# Written task 1
Translate this sentence from the article on the Tuvalu Christian Church into Spanish: "Both my grandfathers had salt water in their veins, traversing the Pacific."
# Written task 2
According to the article on the Tuvalu Christian Church, why did most members of the Tuvalu congregation originally settle in West Auckland?
# Written task 3
Write the next part of the article on the Tuvalu Christian Church, continuing after its final sentence.

# Passage provided
"""

A vessel landed on another shore
Bill McKay discusses the arrival of the vaulted Tuvalu Christian Church in Henderson, West Auckland, designed by South Pacific Architecture.
Both my grandfathers had salt water in their veins, traversing the Pacific. Maybe that’s where my love of our ocean and my interest in the vessels and architecture of the region come from. So, the first time I went to this church, it wasn’t a Gothic arch or hands clasped in prayer I saw, it was the bow of a boat or prow of a vaka (canoe is such an inadequate translation).
Maybe this was because I’d just seen Christchurch Art Gallery’s fabulous exhibition Te Wheke: Pathways Across Oceania, full of the inspiring art of young Pacific people. Robin White and Ruha Fifita’s tapa collaboration, We are the Small Axe, takes the same pointed arch form, representing both window and vaka, escorted by eel and flying fish, and loads it with symbols, tipped with a glass lamp. In both that tapa and the new Tuvaluan church by South Pacific Architecture, one can see similar expressions of navigation and connection, sustenance and comfort: all in a spiritual, cultural and physical sense.
The Tuvalu congregation has been here in Aotearoa for about three decades, most members originally settling in West Auckland to be close to fruit-picking work and one another. Several families used a variety of churches and halls but, of course, wished they could be closer to where they lived. They established a hall on this Henderson site at the turn of the century and that has been refurbished as part of this project but, as the number of families grew, the need for a church became even more pressing.

"""

# Data section
"""

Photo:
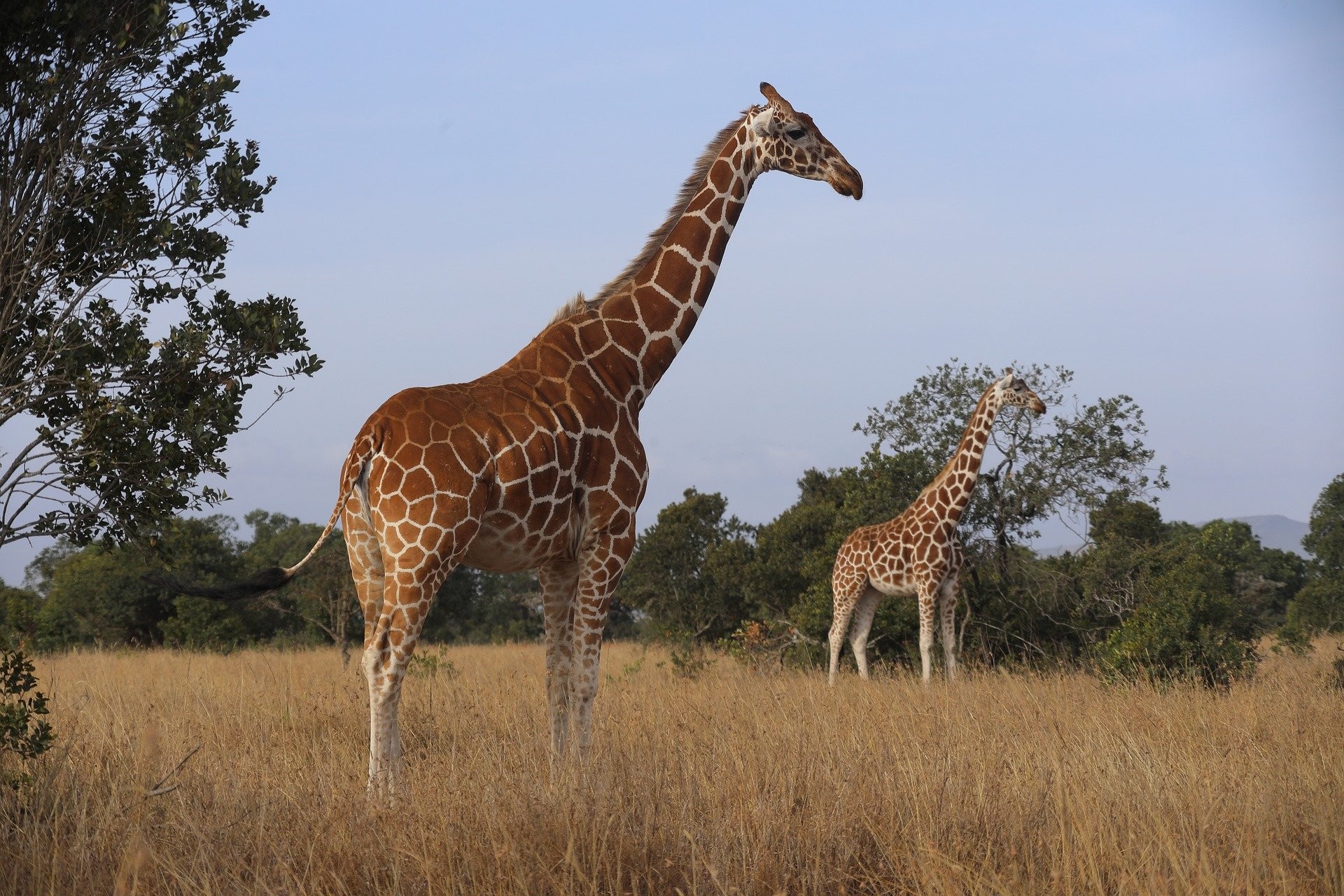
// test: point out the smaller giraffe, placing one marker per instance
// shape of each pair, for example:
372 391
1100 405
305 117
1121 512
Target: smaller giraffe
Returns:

"""

# Exercise result 1
Mis dos abuelos tenían agua salada en las venas y surcaban el Pacífico.

# Exercise result 2
To be close to fruit-picking work and one another.

# Exercise result 3
You can see this church from the Sunnyvale train station and it has a striking transparency: a lamp by day and by night. Its graceful, aspirant form wears a cloak of humble corrugated iron and sits on a car park in an industrial street of West Auckland. South Pacific Architecture principal Megan Rule describes the raw industrial location as a rather harsh environment and wanted to bring some warmth and grace to the project to create a space that would draw people in. It certainly does that, as well as allowing you to get away with industrial materials, such as the corrugated cladding. These have a not-of-place simplicity and humility, as well as saving the congregation and community’s money; it is not a fancy door that is the finest greeting at a whare, it’s the warmth of the welcome.
Tuvaluan architectural graduate Ben Kofe, now in Australia, developed an initial feasibility concept more than a decade ago, with the church located on a first floor above carparking. After a lot of fund-raising and a new pastor, Tomasi Iopu, picking up the task, South Pacific Architecture was approached to progress the project and came up with a vaulted form. The architects also went into bat with the Council over the number of car parks needed, as this was pushing up the size of the structure and the cost, when usage was mostly after business hours.
The result is an east-facing church next to the existing hall, all on one level, simplifying circulation and much improving accessibility. The main entrance brings you into a central space with access to hall or church or pastor’s office. It’s also seismic separation between two different structures from different eras. There is a large meeting room tucked behind the altar end of the church, opening out onto a deck, planting and afternoon sun. Its roof is lower than the soaring church vault to allow light through at each end of the main space.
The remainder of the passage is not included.